INSTRUCTIONS TO FOLLOW: Pick up the article about the platypuses reintroduced into Sydney's Royal National Park after its final sentence and keep writing it.

EXERCISE PASSAGE:
Platypuses thrive in new habitat within Sydney’s Royal National Park
We recently brought you the story of a collaboration between field biologists and zoo vets who, together in May 2023, reintroduced a population of platypuses into Sydney’s Royal National Park.
The latest monitoring of the reintroduced platypuses has now revealed nine out of 10 of the animals have remained inside the Hacking River – with one itinerant female venturing beyond the scientists’ tracking capabilities. But according to Dr Gilad Bino, platypus ecologist from UNSW’s Centre for Ecosystem Science and lead researcher of the platypus translocation program, this isn’t cause for concern, as the same platypus has wandered out of range before, when she explored the small creeks surround Hacking River.
“We are closely monitoring the one platypus which has ventured beyond our monitoring capacity, but she will no doubt reconnect soon,” Gilad said.

RECORD SET:
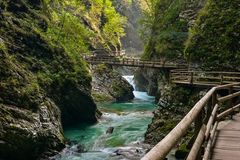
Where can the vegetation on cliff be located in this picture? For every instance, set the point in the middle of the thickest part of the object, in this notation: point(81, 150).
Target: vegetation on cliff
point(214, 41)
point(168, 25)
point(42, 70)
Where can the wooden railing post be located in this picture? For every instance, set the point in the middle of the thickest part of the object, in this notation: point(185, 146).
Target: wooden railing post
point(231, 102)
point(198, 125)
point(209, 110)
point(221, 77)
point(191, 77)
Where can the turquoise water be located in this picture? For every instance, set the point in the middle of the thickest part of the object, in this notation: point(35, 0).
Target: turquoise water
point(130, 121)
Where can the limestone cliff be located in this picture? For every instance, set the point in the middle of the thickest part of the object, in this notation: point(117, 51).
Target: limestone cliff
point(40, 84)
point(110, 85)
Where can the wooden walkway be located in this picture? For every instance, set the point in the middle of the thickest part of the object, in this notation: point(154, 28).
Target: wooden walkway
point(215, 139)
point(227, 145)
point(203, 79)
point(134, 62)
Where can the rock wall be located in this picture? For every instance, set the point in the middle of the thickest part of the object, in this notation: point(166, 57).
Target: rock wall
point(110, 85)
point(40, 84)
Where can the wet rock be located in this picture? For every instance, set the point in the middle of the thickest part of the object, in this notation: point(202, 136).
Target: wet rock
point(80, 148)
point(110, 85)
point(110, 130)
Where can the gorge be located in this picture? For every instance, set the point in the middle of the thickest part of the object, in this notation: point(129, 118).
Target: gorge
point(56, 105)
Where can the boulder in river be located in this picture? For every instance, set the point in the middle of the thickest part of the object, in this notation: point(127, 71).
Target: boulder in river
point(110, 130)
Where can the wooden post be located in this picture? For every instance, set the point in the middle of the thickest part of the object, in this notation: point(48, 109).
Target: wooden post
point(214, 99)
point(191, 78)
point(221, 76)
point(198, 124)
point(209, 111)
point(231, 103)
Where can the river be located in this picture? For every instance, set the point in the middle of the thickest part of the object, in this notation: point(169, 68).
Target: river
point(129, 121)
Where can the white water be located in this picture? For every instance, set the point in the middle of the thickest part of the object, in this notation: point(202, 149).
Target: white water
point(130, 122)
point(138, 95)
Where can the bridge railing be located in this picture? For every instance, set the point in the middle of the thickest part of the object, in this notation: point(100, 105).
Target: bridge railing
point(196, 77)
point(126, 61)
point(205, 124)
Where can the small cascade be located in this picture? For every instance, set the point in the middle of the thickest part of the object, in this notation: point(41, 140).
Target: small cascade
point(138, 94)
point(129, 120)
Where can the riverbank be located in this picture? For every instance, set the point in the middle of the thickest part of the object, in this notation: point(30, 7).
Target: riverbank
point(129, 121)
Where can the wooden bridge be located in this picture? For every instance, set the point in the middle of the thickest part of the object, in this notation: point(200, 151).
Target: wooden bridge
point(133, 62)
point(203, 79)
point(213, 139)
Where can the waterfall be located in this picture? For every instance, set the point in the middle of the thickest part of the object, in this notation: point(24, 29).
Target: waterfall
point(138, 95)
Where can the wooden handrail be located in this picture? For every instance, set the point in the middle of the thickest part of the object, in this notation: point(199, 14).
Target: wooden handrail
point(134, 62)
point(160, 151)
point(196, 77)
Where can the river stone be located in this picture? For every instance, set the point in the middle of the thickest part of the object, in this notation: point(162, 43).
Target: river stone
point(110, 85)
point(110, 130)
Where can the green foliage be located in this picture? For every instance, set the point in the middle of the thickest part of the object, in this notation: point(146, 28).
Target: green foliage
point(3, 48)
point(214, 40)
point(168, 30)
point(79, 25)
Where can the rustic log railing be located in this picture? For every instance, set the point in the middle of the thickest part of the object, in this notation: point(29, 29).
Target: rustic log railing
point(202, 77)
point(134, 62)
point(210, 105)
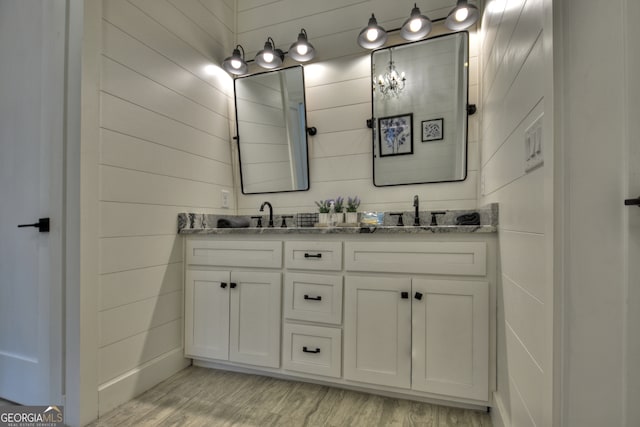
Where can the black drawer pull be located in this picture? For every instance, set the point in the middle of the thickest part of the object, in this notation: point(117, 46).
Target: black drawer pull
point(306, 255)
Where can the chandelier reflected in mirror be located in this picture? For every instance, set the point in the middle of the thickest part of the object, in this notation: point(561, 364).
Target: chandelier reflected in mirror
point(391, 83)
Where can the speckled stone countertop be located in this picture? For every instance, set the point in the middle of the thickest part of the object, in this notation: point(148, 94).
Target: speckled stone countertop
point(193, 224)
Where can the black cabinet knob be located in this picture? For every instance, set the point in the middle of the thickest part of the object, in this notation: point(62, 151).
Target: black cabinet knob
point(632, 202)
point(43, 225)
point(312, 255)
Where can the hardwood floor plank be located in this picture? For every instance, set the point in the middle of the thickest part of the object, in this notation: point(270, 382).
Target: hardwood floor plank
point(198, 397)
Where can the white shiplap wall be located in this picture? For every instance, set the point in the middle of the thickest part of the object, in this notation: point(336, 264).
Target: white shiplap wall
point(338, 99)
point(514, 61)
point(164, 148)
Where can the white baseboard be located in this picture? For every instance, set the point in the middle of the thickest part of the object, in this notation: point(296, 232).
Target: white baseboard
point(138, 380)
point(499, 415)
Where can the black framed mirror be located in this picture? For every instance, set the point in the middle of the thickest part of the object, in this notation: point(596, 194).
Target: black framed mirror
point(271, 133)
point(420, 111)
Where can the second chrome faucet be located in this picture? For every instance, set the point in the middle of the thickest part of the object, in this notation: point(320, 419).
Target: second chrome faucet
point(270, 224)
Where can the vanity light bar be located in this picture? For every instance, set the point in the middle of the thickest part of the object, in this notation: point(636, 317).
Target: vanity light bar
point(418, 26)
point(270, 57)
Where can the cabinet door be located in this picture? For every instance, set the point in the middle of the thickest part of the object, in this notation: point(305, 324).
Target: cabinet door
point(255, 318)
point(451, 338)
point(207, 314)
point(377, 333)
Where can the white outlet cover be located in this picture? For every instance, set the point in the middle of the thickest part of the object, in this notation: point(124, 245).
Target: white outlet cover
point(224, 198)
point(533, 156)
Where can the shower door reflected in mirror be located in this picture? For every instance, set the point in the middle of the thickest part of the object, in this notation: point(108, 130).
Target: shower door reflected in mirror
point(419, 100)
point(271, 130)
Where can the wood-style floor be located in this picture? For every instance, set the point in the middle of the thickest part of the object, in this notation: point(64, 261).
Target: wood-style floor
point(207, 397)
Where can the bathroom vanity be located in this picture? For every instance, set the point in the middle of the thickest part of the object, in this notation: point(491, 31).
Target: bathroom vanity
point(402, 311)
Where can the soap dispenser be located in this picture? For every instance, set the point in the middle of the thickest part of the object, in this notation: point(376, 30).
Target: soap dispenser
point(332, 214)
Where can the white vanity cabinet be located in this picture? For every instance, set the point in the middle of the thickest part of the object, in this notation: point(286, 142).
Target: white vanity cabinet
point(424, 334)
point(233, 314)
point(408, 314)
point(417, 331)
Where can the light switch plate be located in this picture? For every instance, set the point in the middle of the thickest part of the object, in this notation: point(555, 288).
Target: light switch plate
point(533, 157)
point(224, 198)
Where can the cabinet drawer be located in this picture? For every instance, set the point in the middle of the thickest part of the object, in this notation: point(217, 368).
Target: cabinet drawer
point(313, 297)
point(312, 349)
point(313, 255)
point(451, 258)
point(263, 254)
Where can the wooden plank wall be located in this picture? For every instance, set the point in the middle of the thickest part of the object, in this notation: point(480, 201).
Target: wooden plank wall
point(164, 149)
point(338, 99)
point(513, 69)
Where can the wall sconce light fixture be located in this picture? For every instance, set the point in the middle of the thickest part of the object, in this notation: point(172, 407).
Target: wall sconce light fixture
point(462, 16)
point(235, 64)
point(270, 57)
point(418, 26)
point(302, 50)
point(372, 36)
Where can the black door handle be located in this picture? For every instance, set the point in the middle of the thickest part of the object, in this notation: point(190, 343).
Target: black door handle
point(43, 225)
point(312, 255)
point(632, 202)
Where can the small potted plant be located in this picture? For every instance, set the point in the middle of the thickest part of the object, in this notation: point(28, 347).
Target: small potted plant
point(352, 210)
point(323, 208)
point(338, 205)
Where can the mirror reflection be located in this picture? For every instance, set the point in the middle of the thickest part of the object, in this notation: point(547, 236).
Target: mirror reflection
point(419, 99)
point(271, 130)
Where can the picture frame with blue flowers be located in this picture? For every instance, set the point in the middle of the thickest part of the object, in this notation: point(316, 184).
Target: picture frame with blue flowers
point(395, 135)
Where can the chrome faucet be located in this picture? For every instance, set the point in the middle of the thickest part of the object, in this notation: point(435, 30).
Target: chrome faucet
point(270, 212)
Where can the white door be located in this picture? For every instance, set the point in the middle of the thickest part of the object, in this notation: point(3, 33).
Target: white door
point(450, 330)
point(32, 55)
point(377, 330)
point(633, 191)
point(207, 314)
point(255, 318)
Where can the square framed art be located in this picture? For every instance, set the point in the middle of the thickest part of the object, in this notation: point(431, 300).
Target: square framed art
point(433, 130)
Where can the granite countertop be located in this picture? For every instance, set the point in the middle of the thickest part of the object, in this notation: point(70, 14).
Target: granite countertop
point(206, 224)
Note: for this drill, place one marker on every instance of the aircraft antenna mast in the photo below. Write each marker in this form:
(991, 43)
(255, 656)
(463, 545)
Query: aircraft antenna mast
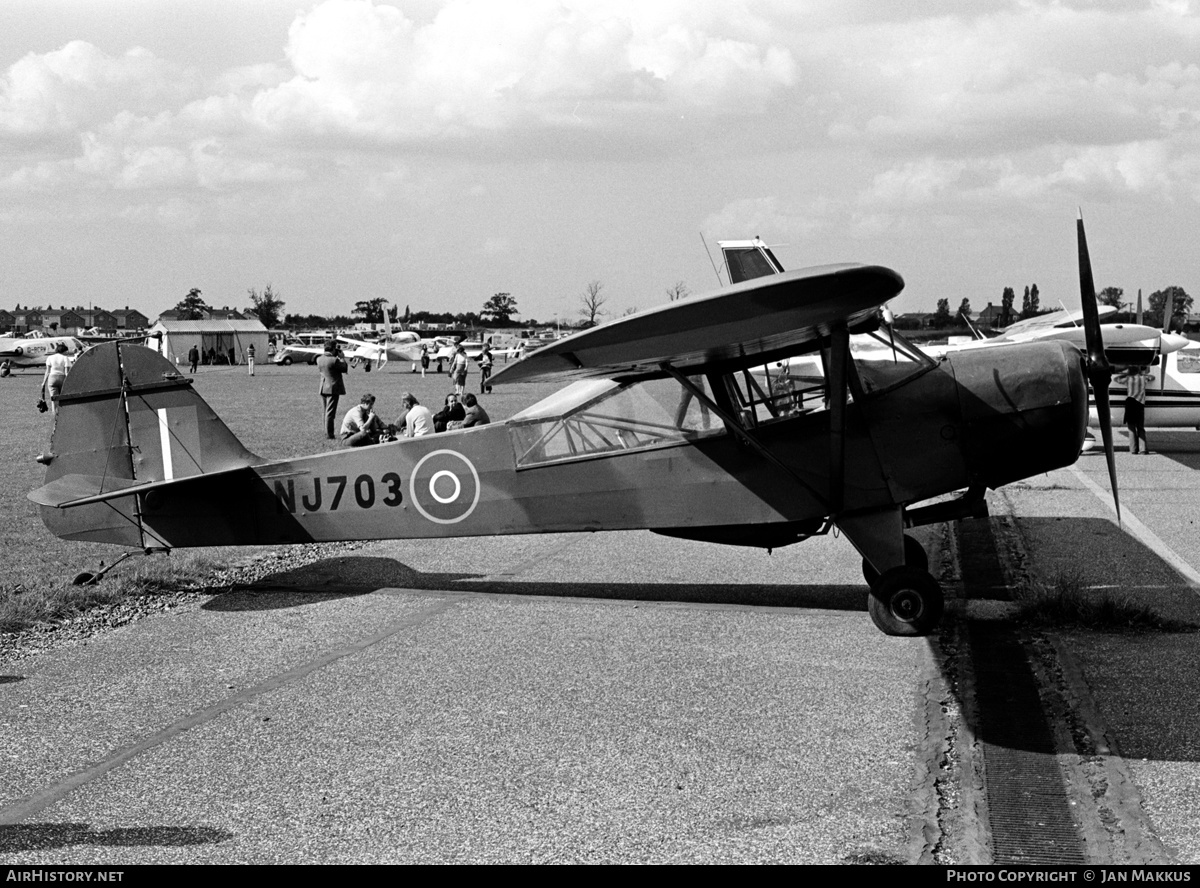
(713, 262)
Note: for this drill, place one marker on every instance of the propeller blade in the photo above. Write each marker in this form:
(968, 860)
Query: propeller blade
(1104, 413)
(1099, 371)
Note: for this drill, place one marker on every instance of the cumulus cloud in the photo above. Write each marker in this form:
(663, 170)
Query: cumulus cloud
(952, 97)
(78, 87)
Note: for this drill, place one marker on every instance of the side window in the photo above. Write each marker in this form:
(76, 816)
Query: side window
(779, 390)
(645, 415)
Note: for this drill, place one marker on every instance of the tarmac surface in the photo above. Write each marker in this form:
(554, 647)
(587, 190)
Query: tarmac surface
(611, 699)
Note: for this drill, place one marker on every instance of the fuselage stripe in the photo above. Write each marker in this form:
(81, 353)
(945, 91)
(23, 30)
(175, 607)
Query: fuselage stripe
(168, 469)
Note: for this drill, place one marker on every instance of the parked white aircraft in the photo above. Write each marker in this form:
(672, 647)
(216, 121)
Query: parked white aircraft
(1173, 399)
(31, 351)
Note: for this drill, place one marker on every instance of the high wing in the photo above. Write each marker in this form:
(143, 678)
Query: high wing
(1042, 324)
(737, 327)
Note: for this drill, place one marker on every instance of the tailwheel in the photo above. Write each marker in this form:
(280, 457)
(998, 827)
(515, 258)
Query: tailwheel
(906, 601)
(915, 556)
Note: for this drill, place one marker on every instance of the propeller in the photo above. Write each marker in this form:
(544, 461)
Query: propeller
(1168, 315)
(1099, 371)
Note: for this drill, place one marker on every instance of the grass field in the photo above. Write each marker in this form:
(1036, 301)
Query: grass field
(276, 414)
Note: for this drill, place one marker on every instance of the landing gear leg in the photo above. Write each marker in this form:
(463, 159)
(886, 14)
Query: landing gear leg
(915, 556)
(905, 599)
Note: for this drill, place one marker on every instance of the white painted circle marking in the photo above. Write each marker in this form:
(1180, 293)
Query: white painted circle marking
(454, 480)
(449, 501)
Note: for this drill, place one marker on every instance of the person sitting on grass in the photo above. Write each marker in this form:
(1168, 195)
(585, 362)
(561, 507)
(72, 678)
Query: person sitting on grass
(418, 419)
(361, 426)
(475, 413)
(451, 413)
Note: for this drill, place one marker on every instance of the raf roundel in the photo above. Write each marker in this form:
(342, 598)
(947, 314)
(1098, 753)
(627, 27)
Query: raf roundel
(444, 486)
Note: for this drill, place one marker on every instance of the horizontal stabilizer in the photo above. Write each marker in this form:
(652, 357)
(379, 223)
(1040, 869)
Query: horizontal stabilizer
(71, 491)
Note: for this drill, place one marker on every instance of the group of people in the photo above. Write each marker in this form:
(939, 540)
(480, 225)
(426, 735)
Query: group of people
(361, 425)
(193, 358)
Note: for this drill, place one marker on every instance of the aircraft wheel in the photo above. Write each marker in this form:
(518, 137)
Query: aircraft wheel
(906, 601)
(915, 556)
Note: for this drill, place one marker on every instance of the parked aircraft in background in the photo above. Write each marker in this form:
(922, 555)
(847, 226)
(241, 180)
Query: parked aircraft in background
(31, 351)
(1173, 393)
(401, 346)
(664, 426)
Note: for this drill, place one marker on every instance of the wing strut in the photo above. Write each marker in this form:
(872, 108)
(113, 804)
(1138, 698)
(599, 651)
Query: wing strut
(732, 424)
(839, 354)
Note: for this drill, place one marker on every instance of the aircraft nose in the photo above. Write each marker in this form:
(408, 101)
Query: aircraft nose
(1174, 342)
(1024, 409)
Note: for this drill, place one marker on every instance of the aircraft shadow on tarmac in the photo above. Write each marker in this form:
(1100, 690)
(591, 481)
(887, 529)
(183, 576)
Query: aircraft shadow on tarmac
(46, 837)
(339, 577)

WRITTEN ANSWER:
The 10 platypuses – six females and four males – were released into the national park as part of the Platypus Reintroduction Project, to help revive the park’s platypus population. All 10 platypuses were taken from the wild, with most translocated from the Monaro region of the Snowy Mountains, with a pit-stop at Taronga Zoo’s Platypus Rescue and Rehabilitation Centre, where they received health checks and were implanted with acoustic tags for tracking.
The platypuses’ first three months in the field exceeded the ecologists’ expectations, with all 10 surviving – and thriving – in their new home.
The successful translocation of the platypuses has sparked interest in running similar initiatives across Australia.
“Recent water quality and macro-invertebrate surveys show the system is in generally good condition, offering suitable resources for the platypuses,” said Dr Tahneal Hawke, from UNSW’S Centre of Ecosystem Science. “As they enter their breeding season, we are optimistic they will breed.”
The Platypus Reintroduction Project is a multi-organisation initiative collaboration between UNSW, WWF-Australia, NSW National Parks and Wildlife Service, and Taronga Conservation Society.